▶ _Page text_
Nemotron-Nano-9B-v2 W4A16

W4A16-quantized Nemotron-Nano-9B-v2 — optimized for consumer GPUs (RTX 3090, 24 GB).

This is a community quantization of nvidia/NVIDIA-Nemotron-Nano-9B-v2 using a custom Triton GEMV kernel targeting the SSM (Mamba-2) layers that dominate decode throughput. Weights are 4-bit integers; activations remain bfloat16.

Quantization code and serving instructions: github.com/redhelix/nanoquant


Performance

Throughput (RTX 3090, 24 GB GDDR6X)

Metric BF16 baseline W4A16 (this model) Speedup
Single decode token/s (p50) 44.8 t/s 51.0 t/s 1.14×

Single decode: measured via OpenAI API against vLLM server (20 runs, 128 output tokens). Batched-decode throughput under real concurrency has not yet been measured end-to-end.

VRAM

BF16 W4A16 Saved
SSM layer weights 16.6 GB 8.5 GB −8.1 GB

The VRAM reduction allows a 32k context window on a single 24 GB GPU. BF16 requires either a larger GPU or a reduced context.


Accuracy

BF16 numbers are reproduced using NVIDIA's NeMo-Skills eval framework. All results use Reasoning-On mode (thinking enabled) except RULER 128K which uses Reasoning-Off.

Benchmark BF16 (NeMo-Skills) W4A16 (this model) NVFP4 (NVIDIA)
AIME 2025 72.1% — 71.5%
MATH-500 97.0% — 97.2%
GPQA Diamond 66.1% — 62.7%
LiveCodeBench 67.4% — 67.8%
BFCL v3 67.0% — 65.9%
IFEval (Strict) 90.1% — 89.3%
RULER 128K 79.1% — 75.0%

BF16 results: pass@1 avg-of-8 (GPQA: majority@8), reproduced via NeMo-Skills. W4A16 results pending — contributions welcome via the nanoquant repo.

NVIDIA's NVFP4 uses Quantization-Aware Distillation (QAD) via ModelOpt, which typically recovers most accuracy lost to quantization. This W4A16 uses simple min-max quantization without calibration data — accuracy results may vary slightly.


Model Architecture

Nemotron-Nano-9B-v2 is a Nemotron-H hybrid SSM-transformer:

Layer type Count Notes
MambaMixer2 (SSM) 27 Quantized by NanoQuant
MLP 25 BF16, unchanged
Attention 4 BF16, unchanged
Total 56

The SSM layers account for ~75% of decode wall-clock time due to large, memory-bound GEMVs:

  • in_proj: [22,656 × 4,480] — 50.7 MB per call in BF16
  • out_proj: [4,480 × 10,240] — 45.9 MB per call in BF16

W4A16 reduces weight reads by ~4× per call, translating directly to throughput gains on memory-bandwidth-limited hardware.

▶ _Information shown_
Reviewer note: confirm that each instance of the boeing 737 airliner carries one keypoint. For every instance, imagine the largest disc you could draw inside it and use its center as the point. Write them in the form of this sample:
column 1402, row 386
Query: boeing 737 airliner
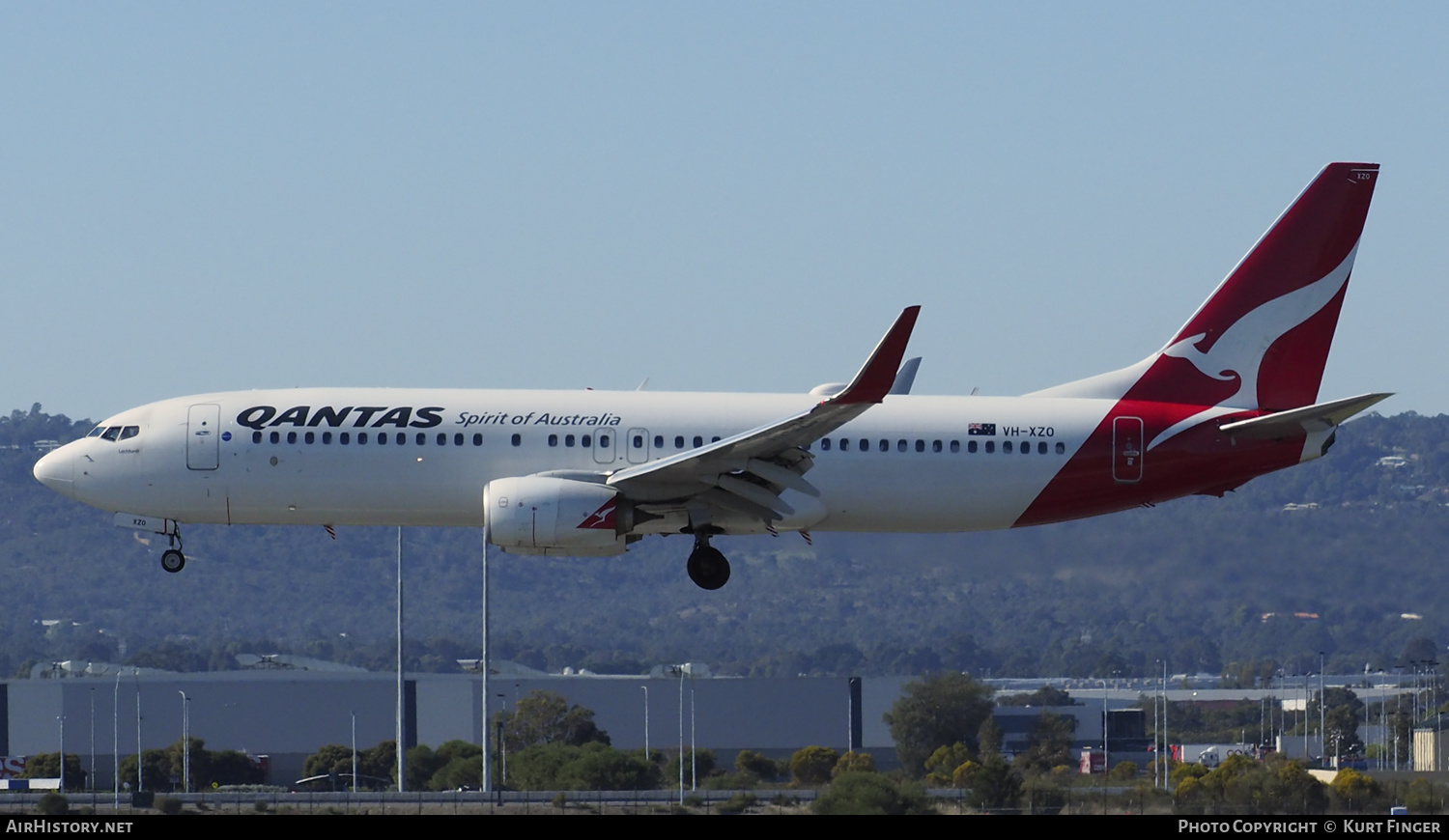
column 1231, row 396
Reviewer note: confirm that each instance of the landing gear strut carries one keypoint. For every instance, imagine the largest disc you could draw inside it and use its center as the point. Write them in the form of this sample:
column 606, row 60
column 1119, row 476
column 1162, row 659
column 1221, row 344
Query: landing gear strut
column 173, row 559
column 709, row 570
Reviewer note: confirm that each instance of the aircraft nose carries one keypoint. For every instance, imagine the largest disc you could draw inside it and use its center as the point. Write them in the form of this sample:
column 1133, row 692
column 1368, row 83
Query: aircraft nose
column 57, row 471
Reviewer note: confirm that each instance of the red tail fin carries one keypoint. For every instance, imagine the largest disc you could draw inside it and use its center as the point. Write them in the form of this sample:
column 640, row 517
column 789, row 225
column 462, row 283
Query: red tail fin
column 1261, row 341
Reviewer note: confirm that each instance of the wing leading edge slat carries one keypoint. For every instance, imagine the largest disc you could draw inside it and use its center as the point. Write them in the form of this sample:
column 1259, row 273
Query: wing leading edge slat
column 759, row 451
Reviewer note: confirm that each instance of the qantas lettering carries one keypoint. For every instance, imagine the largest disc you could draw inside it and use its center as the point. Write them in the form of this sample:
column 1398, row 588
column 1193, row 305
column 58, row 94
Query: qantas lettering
column 263, row 416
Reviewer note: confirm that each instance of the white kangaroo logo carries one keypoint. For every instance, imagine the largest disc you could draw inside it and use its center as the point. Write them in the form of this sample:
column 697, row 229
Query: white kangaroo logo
column 1239, row 350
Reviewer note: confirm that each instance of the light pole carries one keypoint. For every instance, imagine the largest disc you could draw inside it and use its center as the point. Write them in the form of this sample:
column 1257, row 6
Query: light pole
column 402, row 746
column 681, row 735
column 92, row 778
column 1323, row 743
column 63, row 749
column 645, row 721
column 115, row 738
column 139, row 764
column 354, row 750
column 185, row 742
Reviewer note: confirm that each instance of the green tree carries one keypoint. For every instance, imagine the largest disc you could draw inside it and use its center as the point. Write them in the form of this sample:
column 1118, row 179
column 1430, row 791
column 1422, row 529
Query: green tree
column 990, row 736
column 544, row 717
column 156, row 770
column 1353, row 790
column 991, row 784
column 810, row 767
column 872, row 794
column 854, row 762
column 935, row 712
column 755, row 764
column 941, row 767
column 593, row 767
column 327, row 759
column 1049, row 743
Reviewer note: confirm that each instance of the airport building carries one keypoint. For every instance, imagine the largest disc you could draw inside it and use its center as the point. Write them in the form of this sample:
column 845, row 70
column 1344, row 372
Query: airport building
column 286, row 712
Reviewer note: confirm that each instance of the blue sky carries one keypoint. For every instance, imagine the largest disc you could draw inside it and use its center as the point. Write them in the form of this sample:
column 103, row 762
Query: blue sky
column 715, row 196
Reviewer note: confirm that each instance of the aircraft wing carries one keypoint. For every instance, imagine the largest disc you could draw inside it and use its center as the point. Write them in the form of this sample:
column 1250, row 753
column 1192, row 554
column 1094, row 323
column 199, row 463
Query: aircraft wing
column 748, row 471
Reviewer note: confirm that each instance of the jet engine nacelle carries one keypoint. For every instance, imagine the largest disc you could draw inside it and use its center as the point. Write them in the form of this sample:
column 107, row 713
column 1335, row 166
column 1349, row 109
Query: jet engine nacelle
column 538, row 515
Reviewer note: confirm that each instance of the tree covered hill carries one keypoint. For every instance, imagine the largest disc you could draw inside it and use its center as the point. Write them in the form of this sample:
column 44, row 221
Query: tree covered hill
column 1222, row 585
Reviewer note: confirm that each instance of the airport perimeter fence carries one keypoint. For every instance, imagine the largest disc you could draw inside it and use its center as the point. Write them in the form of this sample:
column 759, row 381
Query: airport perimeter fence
column 394, row 802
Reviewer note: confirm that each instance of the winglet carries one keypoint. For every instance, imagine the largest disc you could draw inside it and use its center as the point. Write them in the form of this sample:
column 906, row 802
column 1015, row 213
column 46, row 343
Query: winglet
column 874, row 379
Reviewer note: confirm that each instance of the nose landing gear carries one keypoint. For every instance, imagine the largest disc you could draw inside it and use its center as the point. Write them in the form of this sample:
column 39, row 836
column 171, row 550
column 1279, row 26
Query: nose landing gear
column 707, row 567
column 173, row 559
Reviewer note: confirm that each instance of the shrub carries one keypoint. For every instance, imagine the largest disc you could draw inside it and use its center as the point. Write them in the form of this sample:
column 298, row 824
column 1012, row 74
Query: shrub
column 872, row 794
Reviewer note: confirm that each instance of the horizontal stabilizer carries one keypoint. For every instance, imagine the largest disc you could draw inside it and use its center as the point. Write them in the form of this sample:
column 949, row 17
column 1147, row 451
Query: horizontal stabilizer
column 1307, row 419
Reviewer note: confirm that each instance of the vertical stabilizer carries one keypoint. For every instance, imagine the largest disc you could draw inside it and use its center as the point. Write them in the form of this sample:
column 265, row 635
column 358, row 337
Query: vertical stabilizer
column 1261, row 341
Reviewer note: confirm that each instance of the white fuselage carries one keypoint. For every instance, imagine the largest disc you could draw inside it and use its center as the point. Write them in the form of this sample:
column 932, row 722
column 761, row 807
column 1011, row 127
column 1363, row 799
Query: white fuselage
column 295, row 457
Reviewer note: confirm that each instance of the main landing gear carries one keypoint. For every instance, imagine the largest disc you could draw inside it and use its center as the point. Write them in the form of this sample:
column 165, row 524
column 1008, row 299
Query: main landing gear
column 173, row 559
column 709, row 570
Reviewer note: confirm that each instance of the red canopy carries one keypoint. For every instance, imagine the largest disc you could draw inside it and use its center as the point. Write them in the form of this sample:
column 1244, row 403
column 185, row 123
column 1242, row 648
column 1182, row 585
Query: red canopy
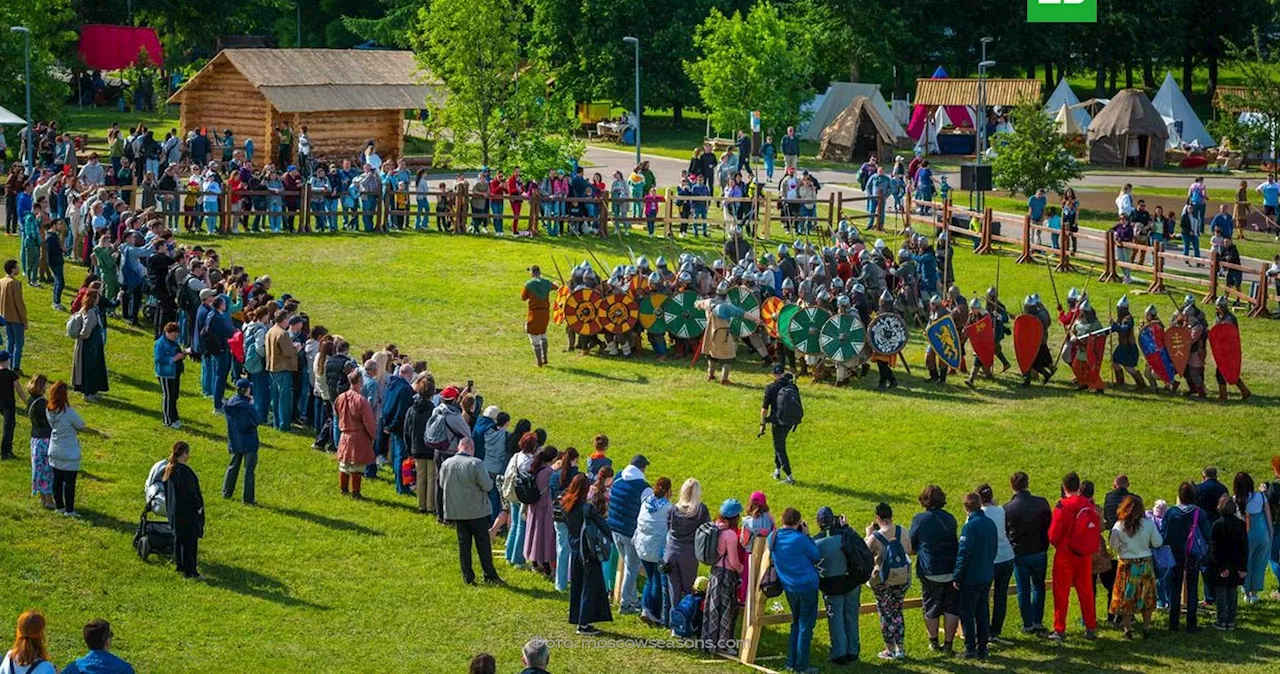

▶ _Exercise set_
a: For each statement about the Nemotron-Nano-9B-v2 W4A16 page, say yes or no for whether it agrees with the page, and quote the words that decide it. (i) The W4A16 quantization relies on calibration data. (ii) The attention layers stay in BF16. (iii) Batched-decode throughput under real concurrency has been measured end-to-end.
b: Pick up the Nemotron-Nano-9B-v2 W4A16 page after its last sentence and keep writing.
The data here was taken from a different source than the Nemotron-Nano-9B-v2 W4A16 page.

▶ _Responses to the tasks_
a:
(i) No: "This W4A16 uses simple min-max quantization without calibration data"
(ii) Yes: "Attention 4 BF16, unchanged"
(iii) No: "Batched-decode throughput under real concurrency has not yet been measured end-to-end."

b:
Quantization Method

Format: Asymmetric int4, group_size=128, column-major packed storage

Per group (128 input channels):

scale = (w_max - w_min) / 15
zero  = w_min / scale
w_q   = round(w / scale − zero).clamp(0, 15)   # stored as uint4

Storage layout: [K//2, N] column-major (2 weights packed per byte). Column-major coalesces adjacent-thread reads in the Triton kernel — the key layout decision over naive row-major packing.

Kernel: K-parallel 2D Triton GEMV. Grid (ceil(N/BLOCK_N), n_groups) — each CTA handles one quantization group (64 inner iterations). Groups reduce via atomicAdd into a float32 accumulator, then cast to bf16. BLOCK_N autotuned across {32, 64, 128, 256}.

vLLM integration: torch.library.custom_op makes the GEMV opaque to aot_compile_fullgraph — the body runs eagerly during each CUDA graph capture so per-batch-size kernel launches are correctly recorded without graph breaks.


Comparison: W4A16 vs NVFP4

NanoQuant W4A16 NVIDIA NVFP4
Hardware target RTX 3090 (Ampere, SM86) A10G / H100 / Jetson AGX Thor
Quantization format Asymmetric int4 (group_size=128) NVFP4 (4-bit float)
Calibration Min-max (no data needed) QAD (Quantization-Aware Distillation)
Kernel Custom Triton GEMV cuDNN / CUTLASS GEMM
Layers quantized SSM in_proj / out_proj (27 layers) All layers except first/last 2 + attention
vLLM support Runtime patch via custom_op Native (ModelOpt)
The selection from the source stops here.